• _Task directions_
Put the lines of the entries below into a Markdown table with the columns "Row" and "Line", beginning at the line that contains "# Task: detect the black nose in the image." and continuing through the last line of the entries. Number each row and leave out blank lines.

====== Data excerpts

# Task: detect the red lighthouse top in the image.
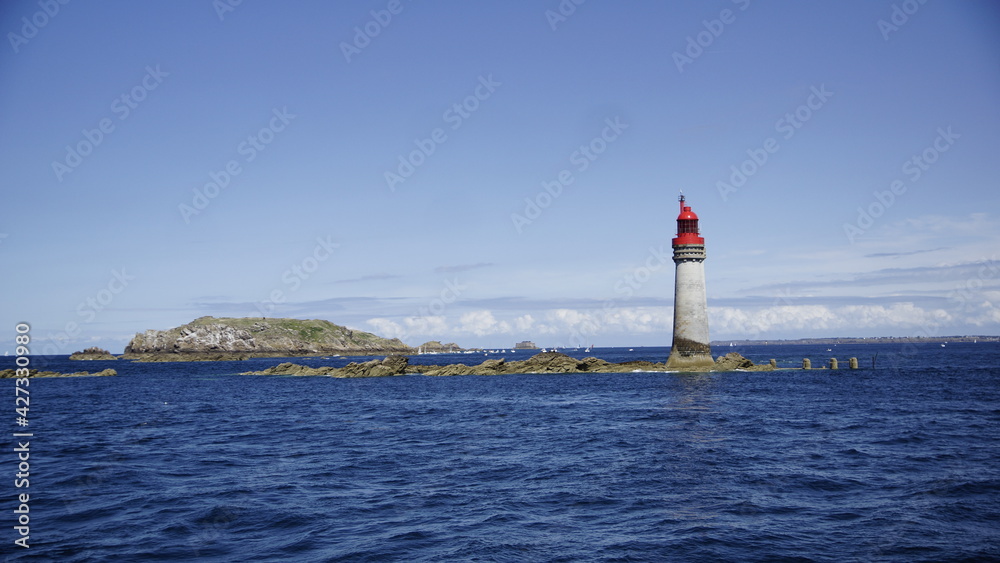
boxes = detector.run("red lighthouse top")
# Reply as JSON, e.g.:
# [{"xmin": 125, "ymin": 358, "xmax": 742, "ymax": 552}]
[{"xmin": 673, "ymin": 194, "xmax": 705, "ymax": 246}]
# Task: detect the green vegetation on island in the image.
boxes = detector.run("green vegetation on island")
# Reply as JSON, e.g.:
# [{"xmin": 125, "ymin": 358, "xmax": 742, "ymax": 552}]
[
  {"xmin": 122, "ymin": 317, "xmax": 415, "ymax": 362},
  {"xmin": 244, "ymin": 352, "xmax": 774, "ymax": 377}
]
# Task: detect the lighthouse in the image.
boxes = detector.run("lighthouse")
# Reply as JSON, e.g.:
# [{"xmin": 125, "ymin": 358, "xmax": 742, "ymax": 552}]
[{"xmin": 667, "ymin": 194, "xmax": 714, "ymax": 369}]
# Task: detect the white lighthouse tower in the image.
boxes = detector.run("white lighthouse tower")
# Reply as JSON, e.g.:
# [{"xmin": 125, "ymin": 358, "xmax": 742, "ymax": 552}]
[{"xmin": 667, "ymin": 194, "xmax": 714, "ymax": 369}]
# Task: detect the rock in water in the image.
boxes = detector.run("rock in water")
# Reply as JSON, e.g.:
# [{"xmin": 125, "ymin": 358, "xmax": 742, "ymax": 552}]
[{"xmin": 69, "ymin": 346, "xmax": 118, "ymax": 360}]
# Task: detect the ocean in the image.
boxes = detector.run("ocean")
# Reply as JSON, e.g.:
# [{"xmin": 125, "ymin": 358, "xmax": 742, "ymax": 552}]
[{"xmin": 0, "ymin": 343, "xmax": 1000, "ymax": 562}]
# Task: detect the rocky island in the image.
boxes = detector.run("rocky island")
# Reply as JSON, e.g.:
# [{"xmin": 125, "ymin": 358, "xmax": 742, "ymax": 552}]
[
  {"xmin": 69, "ymin": 346, "xmax": 118, "ymax": 360},
  {"xmin": 0, "ymin": 369, "xmax": 118, "ymax": 379},
  {"xmin": 122, "ymin": 317, "xmax": 415, "ymax": 362},
  {"xmin": 244, "ymin": 352, "xmax": 774, "ymax": 377}
]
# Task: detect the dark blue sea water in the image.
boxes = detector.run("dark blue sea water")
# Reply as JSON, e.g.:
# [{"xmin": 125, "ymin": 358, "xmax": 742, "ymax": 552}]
[{"xmin": 0, "ymin": 343, "xmax": 1000, "ymax": 562}]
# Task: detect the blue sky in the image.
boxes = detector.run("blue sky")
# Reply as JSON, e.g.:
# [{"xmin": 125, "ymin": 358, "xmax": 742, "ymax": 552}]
[{"xmin": 0, "ymin": 0, "xmax": 1000, "ymax": 354}]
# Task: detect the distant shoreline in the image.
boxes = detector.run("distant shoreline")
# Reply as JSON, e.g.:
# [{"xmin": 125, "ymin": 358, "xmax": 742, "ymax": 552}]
[{"xmin": 710, "ymin": 336, "xmax": 1000, "ymax": 347}]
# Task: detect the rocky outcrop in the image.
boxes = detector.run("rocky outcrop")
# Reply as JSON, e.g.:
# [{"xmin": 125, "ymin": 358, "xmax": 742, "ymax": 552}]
[
  {"xmin": 417, "ymin": 340, "xmax": 464, "ymax": 354},
  {"xmin": 123, "ymin": 317, "xmax": 414, "ymax": 361},
  {"xmin": 245, "ymin": 356, "xmax": 410, "ymax": 377},
  {"xmin": 0, "ymin": 369, "xmax": 118, "ymax": 379},
  {"xmin": 247, "ymin": 352, "xmax": 774, "ymax": 377},
  {"xmin": 69, "ymin": 346, "xmax": 118, "ymax": 360}
]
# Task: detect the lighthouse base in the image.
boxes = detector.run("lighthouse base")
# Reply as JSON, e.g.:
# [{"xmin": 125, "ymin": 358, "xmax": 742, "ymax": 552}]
[{"xmin": 667, "ymin": 338, "xmax": 715, "ymax": 369}]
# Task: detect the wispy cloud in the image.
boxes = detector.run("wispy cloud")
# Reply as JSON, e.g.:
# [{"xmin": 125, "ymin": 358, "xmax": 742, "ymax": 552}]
[
  {"xmin": 434, "ymin": 262, "xmax": 493, "ymax": 274},
  {"xmin": 865, "ymin": 246, "xmax": 948, "ymax": 258},
  {"xmin": 330, "ymin": 274, "xmax": 403, "ymax": 284}
]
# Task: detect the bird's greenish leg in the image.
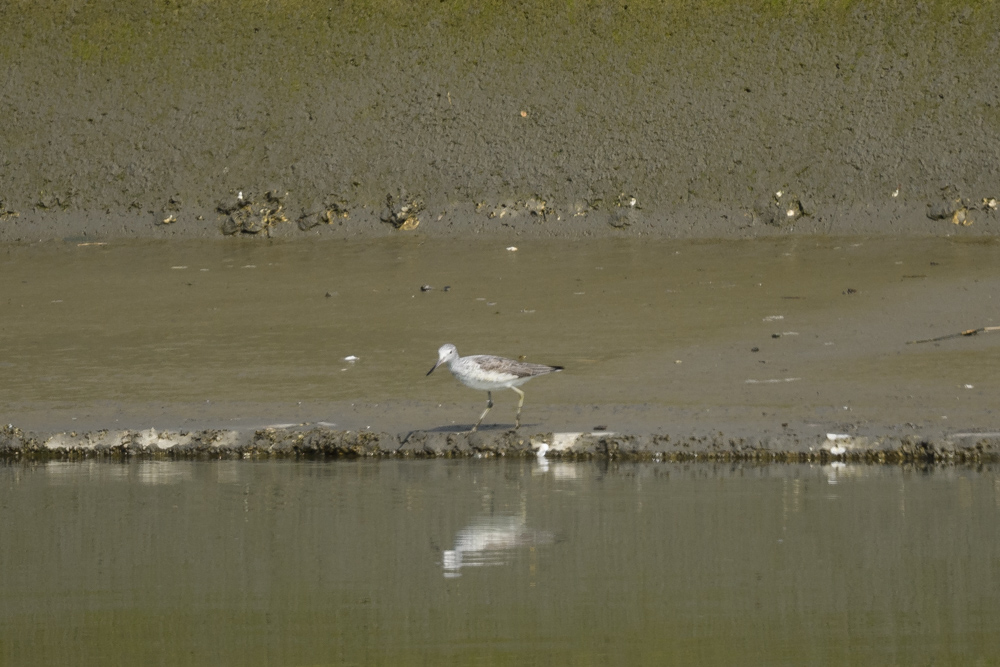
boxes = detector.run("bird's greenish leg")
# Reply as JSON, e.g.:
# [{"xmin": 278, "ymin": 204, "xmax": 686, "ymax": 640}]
[
  {"xmin": 469, "ymin": 391, "xmax": 493, "ymax": 433},
  {"xmin": 511, "ymin": 387, "xmax": 524, "ymax": 431}
]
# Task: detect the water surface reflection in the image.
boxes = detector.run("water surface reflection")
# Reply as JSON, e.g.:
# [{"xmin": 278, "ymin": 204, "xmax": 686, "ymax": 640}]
[{"xmin": 0, "ymin": 460, "xmax": 1000, "ymax": 665}]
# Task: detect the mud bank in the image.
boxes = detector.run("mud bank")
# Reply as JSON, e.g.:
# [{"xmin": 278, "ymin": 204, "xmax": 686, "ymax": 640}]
[
  {"xmin": 0, "ymin": 0, "xmax": 1000, "ymax": 241},
  {"xmin": 0, "ymin": 425, "xmax": 1000, "ymax": 464}
]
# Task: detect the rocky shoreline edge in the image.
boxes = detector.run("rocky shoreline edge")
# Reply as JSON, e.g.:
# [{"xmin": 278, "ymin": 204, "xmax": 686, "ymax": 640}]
[{"xmin": 0, "ymin": 425, "xmax": 1000, "ymax": 465}]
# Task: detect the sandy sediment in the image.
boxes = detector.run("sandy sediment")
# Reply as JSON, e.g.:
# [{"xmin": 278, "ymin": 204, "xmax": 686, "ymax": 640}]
[{"xmin": 0, "ymin": 425, "xmax": 1000, "ymax": 464}]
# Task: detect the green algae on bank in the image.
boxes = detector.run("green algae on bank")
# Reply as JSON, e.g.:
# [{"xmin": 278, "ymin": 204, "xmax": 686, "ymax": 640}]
[{"xmin": 0, "ymin": 425, "xmax": 1000, "ymax": 464}]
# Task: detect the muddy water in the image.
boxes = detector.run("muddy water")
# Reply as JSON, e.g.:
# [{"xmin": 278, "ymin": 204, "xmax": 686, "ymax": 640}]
[
  {"xmin": 0, "ymin": 461, "xmax": 1000, "ymax": 665},
  {"xmin": 0, "ymin": 235, "xmax": 1000, "ymax": 431}
]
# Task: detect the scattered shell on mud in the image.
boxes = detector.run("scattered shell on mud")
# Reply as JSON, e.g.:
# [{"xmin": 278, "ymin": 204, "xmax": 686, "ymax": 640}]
[
  {"xmin": 298, "ymin": 195, "xmax": 350, "ymax": 231},
  {"xmin": 217, "ymin": 188, "xmax": 288, "ymax": 236},
  {"xmin": 753, "ymin": 189, "xmax": 810, "ymax": 227},
  {"xmin": 382, "ymin": 192, "xmax": 424, "ymax": 232}
]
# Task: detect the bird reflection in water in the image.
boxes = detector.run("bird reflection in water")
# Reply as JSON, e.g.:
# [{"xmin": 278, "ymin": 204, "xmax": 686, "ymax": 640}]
[{"xmin": 441, "ymin": 515, "xmax": 555, "ymax": 578}]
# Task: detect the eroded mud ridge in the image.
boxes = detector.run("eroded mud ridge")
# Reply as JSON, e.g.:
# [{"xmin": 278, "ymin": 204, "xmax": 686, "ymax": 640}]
[
  {"xmin": 0, "ymin": 425, "xmax": 1000, "ymax": 464},
  {"xmin": 0, "ymin": 0, "xmax": 1000, "ymax": 241}
]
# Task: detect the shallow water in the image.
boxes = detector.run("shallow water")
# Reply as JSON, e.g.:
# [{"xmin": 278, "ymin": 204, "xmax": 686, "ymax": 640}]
[
  {"xmin": 0, "ymin": 236, "xmax": 1000, "ymax": 432},
  {"xmin": 0, "ymin": 460, "xmax": 1000, "ymax": 665}
]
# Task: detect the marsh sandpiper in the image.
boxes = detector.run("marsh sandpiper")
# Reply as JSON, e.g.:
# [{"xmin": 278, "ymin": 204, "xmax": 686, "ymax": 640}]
[{"xmin": 427, "ymin": 343, "xmax": 563, "ymax": 433}]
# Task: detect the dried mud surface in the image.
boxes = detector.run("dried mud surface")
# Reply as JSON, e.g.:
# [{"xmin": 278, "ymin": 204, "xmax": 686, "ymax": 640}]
[
  {"xmin": 0, "ymin": 0, "xmax": 1000, "ymax": 242},
  {"xmin": 0, "ymin": 0, "xmax": 1000, "ymax": 462}
]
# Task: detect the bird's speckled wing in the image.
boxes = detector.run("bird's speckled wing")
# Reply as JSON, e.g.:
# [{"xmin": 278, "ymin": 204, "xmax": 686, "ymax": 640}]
[{"xmin": 471, "ymin": 354, "xmax": 562, "ymax": 377}]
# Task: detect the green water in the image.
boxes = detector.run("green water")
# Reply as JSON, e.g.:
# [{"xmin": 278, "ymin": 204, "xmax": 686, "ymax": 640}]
[{"xmin": 0, "ymin": 460, "xmax": 1000, "ymax": 665}]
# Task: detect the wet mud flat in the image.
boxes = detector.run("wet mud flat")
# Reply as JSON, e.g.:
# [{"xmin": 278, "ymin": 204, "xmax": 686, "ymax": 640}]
[{"xmin": 0, "ymin": 236, "xmax": 1000, "ymax": 462}]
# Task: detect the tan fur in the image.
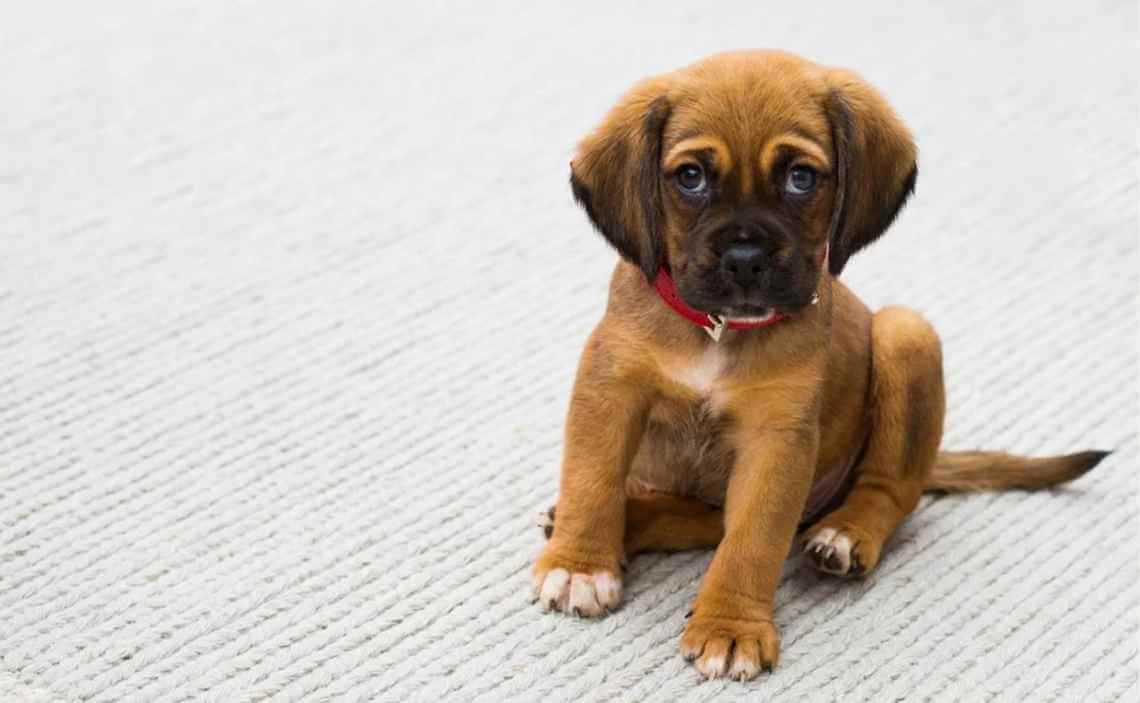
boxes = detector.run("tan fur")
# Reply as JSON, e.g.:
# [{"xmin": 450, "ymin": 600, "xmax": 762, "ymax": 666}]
[{"xmin": 534, "ymin": 51, "xmax": 1094, "ymax": 679}]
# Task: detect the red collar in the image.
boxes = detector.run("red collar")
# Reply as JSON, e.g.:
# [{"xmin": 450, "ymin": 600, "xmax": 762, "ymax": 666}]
[{"xmin": 653, "ymin": 267, "xmax": 788, "ymax": 342}]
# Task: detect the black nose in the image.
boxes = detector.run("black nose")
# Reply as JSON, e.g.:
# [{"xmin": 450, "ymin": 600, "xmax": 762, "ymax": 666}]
[{"xmin": 720, "ymin": 244, "xmax": 764, "ymax": 287}]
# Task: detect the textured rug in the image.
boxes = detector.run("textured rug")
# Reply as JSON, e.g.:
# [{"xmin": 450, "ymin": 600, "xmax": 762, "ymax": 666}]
[{"xmin": 0, "ymin": 0, "xmax": 1140, "ymax": 702}]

============

• _Reply to the task_
| Row | Line |
|---|---|
| 1 | # Task: detect the black nose in the image. |
| 2 | boxes = detector.run("black nose") |
| 3 | # Reply as JSON, e.g.: |
| 4 | # [{"xmin": 450, "ymin": 600, "xmax": 762, "ymax": 666}] |
| 5 | [{"xmin": 720, "ymin": 244, "xmax": 764, "ymax": 287}] |
| 6 | # Task: detect the textured rug in the image. |
| 7 | boxes = detector.run("textured rug") |
| 8 | # Reply as JSON, e.g.: |
| 9 | # [{"xmin": 450, "ymin": 600, "xmax": 762, "ymax": 666}] |
| 10 | [{"xmin": 0, "ymin": 0, "xmax": 1140, "ymax": 702}] |